━━━━━ TEXTAUSZUG
Ist vielleicht etwas anderes als der Mensch die Ursache?

Behauptung: „Kosmische Strahlung verursacht den Klimawandel“

Behauptung: "Der Klimawandel ist in Wahrheit auf Veränderungen der kosmischen Strahlung zurückzuführen, die durch Schwankungen der Sonnenaktivität verursacht werden. Dies beeinflusst die Bildung von Wolken, die dann die Erdoberflächentemperatur verändern."


Fakt ist: Es gibt bislang keinerlei Hinweise, dass kosmische Strahlung das Klima wesentlich beeinflusst. Die Strahlung liegt seit Jahrzehnten im gleichen Schwankungsbereich und zeigt keinen langfristigen Trend, während die Erdtemperatur zügig steigt
Antwort

Antwort: Ein Zusammenhang zwischen kosmischer Strahlung und Wolkenbildung (und damit dem Klima) konnte experimentell nicht bestätigt werden. Lediglich ein Teileffekt wurde im Labor nachgewiesen, dieser ist jedoch sehr klein und der Weg von diesem Experiment zur realen Wolkenbildung weit. Selbst wenn sich die Theorie doch noch bewahrheiten sollte, ist es sehr unwahrscheinlich, dass der Einfluss kosmischer Strahlung deutlich stärker sein könnte als der bereits jetzt in Klimamodellen einbezogene Einfluss der Sonneneinstrahlung.

Die Theorie, dass das Klima und die kosmische Strahlung (engl. „cosmic ray flux“, CRF) zusammenhängen, wird vor allem von Henrik Svensmark vertreten, einem Professor des dänischen Nationalen Weltrauminstituts (Svensmark/Friis-Christensen 1997, Svensmark et al. 2017, Svensmark et al. 2021). Er geht davon aus, dass die Ionisierung der Erdatmosphäre durch kosmische Strahlung zusätzliche Kondensationskeime schaffe, welche die Wolkenbildung verstärkten. Eine erhöhte Wolkenbedeckung wiederum führt zu einer Abkühlung an der Erdoberfläche. Doch andere Forschungsteams fanden keinerlei Belege für die Theorie von Svensmark.

Grundsätzlich und unabhängig von fehlenden Belegen ist festzuhalten, dass die kosmische Strahlung in den vergangenen 50 Jahren keine signifikante Veränderung gezeigt hat (Abbildung 1) – und somit schwerlich den Temperaturanstieg in den letzten Jahrzehnten erklären kann.
━━━━━━━━━━
— KURZE ÜBUNG A —
Gib die Stelle im Textauszug von „Fakt ist: Es“ bis „Einfluss der Sonneneinstrahlung.“ wortgetreu aus.
— KURZE ÜBUNG B —
Was steht dazu im Textauszug?
(i) Wo wurde laut Textauszug lediglich ein Teileffekt nachgewiesen?
(ii) Wer vertritt vor allem die Theorie, dass Klima und kosmische Strahlung zusammenhängen?
(iii) Welche Veränderung hat die kosmische Strahlung in den vergangenen 50 Jahren gezeigt?
━━━━━ EINTRÄGE
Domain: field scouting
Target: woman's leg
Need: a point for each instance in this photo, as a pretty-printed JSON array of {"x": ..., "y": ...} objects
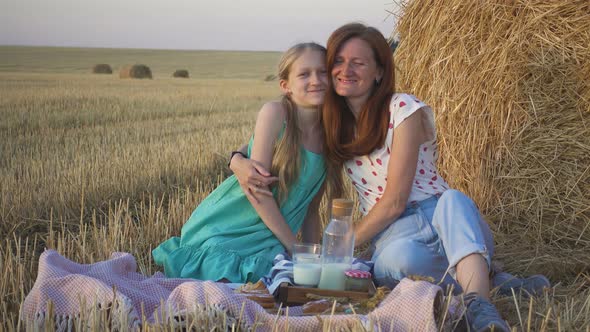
[
  {"x": 468, "y": 244},
  {"x": 410, "y": 246},
  {"x": 469, "y": 250}
]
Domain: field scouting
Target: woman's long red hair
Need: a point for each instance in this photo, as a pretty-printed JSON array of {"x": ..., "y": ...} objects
[{"x": 373, "y": 121}]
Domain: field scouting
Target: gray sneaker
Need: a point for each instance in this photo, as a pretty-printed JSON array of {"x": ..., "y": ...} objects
[
  {"x": 531, "y": 286},
  {"x": 482, "y": 315}
]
━━━━━━━━━━
— RICHTIGE ANTWORT A —
Fakt ist: Es gibt bislang keinerlei Hinweise, dass kosmische Strahlung das Klima wesentlich beeinflusst. Die Strahlung liegt seit Jahrzehnten im gleichen Schwankungsbereich und zeigt keinen langfristigen Trend, während die Erdtemperatur zügig steigt
Antwort

Antwort: Ein Zusammenhang zwischen kosmischer Strahlung und Wolkenbildung (und damit dem Klima) konnte experimentell nicht bestätigt werden. Lediglich ein Teileffekt wurde im Labor nachgewiesen, dieser ist jedoch sehr klein und der Weg von diesem Experiment zur realen Wolkenbildung weit. Selbst wenn sich die Theorie doch noch bewahrheiten sollte, ist es sehr unwahrscheinlich, dass der Einfluss kosmischer Strahlung deutlich stärker sein könnte als der bereits jetzt in Klimamodellen einbezogene Einfluss der Sonneneinstrahlung.

— RICHTIGE ANTWORT B —
(i) Im Labor.
(ii) Henrik Svensmark, ein Professor des dänischen Nationalen Weltrauminstituts.
(iii) Keine signifikante Veränderung.